▶ _Task details_: Write the next part of the review of Fritz Stern's book on Germany, continuing from the end of the review's last paragraph.

▶ _Source passage_:
****

Murray Polner: Review of Fritz Stern’s Five Germanys I Have Known (Farrar, Straus and Giroux, 2006)
I recalled that brief if unsatisfying exchange while reading Fritz Stern’s compelling book. During the anti-liberal Age of Reaganism he had written a N.Y. Times Op Ed in defense of liberalism, then and now under bitter assault by everyone from the Bush-Cheney administration to their army of liberal-haters. For Stern, the liberal path has been one of “America’s noblest traditions” [which] created “the American Revolution, Declaration of Independence, the Constitution and the Bill of Rights.” Not to mention Social Security, Medicare, the GI Bill, et.al. (Which is not to say that liberals have not committed memorable self-inflicted and unforgivable wounds, most significantly Vietnam).
Today, Stern remains an outspoken liberal, tolerant in the face of intolerance on and off the campus, his life forever marked by the destruction of the liberal if flawed Weimar Republic in his native Germany. Five Germanys includes analyses of Weimar, the Third Reich, West and East Germany and united Germany and is a valuable recognition of the absolute necessity for democratic societies to accept and welcome open debate and the questioning of authority. Stern only hints at the possible similarity with the current breed of American policy and opinion makers who have created so much damage at home and abroad, though he is quite serious about their incompetence and intolerance, characteristics his family witnessed in the destruction of the short-lived democratic, if flawed Weimar Republic.
Weimar struggled to survive onslaughts by the punitive Versailles Treaty, hyperinflation, far rightwing groups, and the Communists (in those years, acting on Moscow’s directives, they excoriated the Social Democratic Party, the only group strong enough to counter Hitler, as “Social Fascists.”)

****

▶ _Source material_:
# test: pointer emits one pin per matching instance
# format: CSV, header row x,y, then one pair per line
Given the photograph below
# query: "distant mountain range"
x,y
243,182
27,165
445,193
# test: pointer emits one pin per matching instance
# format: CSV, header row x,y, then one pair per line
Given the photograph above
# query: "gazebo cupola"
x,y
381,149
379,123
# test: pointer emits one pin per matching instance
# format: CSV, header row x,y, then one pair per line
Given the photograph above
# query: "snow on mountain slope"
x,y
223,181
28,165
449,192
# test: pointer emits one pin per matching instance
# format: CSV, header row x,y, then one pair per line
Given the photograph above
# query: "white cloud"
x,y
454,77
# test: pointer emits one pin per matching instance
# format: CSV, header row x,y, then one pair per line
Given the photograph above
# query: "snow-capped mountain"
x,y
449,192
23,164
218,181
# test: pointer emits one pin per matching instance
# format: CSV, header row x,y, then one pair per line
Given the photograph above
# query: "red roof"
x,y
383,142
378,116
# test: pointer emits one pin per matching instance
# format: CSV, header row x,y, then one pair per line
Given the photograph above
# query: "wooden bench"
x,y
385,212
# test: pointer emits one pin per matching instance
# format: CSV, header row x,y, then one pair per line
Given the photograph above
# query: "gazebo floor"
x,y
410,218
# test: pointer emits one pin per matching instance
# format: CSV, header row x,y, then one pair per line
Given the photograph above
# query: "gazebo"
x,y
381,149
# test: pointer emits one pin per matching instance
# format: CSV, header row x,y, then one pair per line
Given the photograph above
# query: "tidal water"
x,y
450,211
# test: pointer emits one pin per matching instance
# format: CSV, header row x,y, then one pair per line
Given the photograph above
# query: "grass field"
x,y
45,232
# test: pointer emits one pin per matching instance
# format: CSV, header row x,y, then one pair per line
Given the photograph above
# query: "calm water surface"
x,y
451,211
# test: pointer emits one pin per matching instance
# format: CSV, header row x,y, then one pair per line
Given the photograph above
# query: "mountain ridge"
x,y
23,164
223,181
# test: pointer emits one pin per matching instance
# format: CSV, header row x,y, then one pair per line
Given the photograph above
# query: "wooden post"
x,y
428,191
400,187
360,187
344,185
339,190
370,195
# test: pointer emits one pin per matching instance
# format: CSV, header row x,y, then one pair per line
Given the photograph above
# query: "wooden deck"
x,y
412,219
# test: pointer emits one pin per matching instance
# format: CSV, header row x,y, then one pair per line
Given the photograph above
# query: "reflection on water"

****

▶ _Answer space_:
Still, liberals, Catholic Centrists, socialists, pacifists, free labor unions, even communists were all doomed when the Nazis won a plurality of the electoral vote. About Germans, Stern shrewdly comments, “Their submissiveness, perhaps servility or fervent complicity, sealed the fate of the first victim—and ultimately the fate of the country. Never before had a modern, educated, proudly civilized class so readily abandoned, betrayed, and traduced the most basic rights of citizens. Why? Fear? Willing acquiescence and complicity? Indifference? The questions haunt us still. There are no simple answers.”
Born in Breslau (now Wroclaw, Poland) in 1926 where his family had resided for many generations, Stern, University Professor Emeritus of History, former provost of Columbia University (a notable figure in defending the university during the student unrest in 1968) and author of the seminal Gold and Iron: Bleichroder and the Building of the German Empire, was the child of a professional and intellectual class destroyed by the Nazis. Most of his clan became Protestants, though Nazi racist policies would define them as Jews.
His father, an eminent liberal physician, had been a loyal officer in the Kaiser’s army during WWI and his mother was a physicist, but who later became prominent in the Montessori-style educational movement. The family and their formerly Jewish friends and relatives lived comfortable lives before and after WWI, and contributed much to the well-being of their fellow Germans as scientists, physicians, artists, lawyers and journalists. Five years later. the Sterns fled to the U.S. Still a student, his mother took him along for a meeting she had with Albert Einstein in Princeton, N.J. Stern recounts that Einstein asked him what he’d like to study in college. Medicine or history, the teenager answered. “That’s simple, said the famous man. “ Medicine is a science, and history is not. Hence medicine.”
For Stern, the collapse of Weimar symbolized the vitriolic attacks against liberalism and moderation by reactionary German writers, dating to the late 19th Century and is reflected in the “pseudo-religious attraction” many American now seem to have for a “new authoritarian” in the so-called age of terror and the attacks on liberalism by the extreme left and right. “I was born into a world on the cusp of avoidable disaster, and I came to realize that no country is immune to the temptations of pseudo-religious movements of repression such as those to which Germany succumbed.”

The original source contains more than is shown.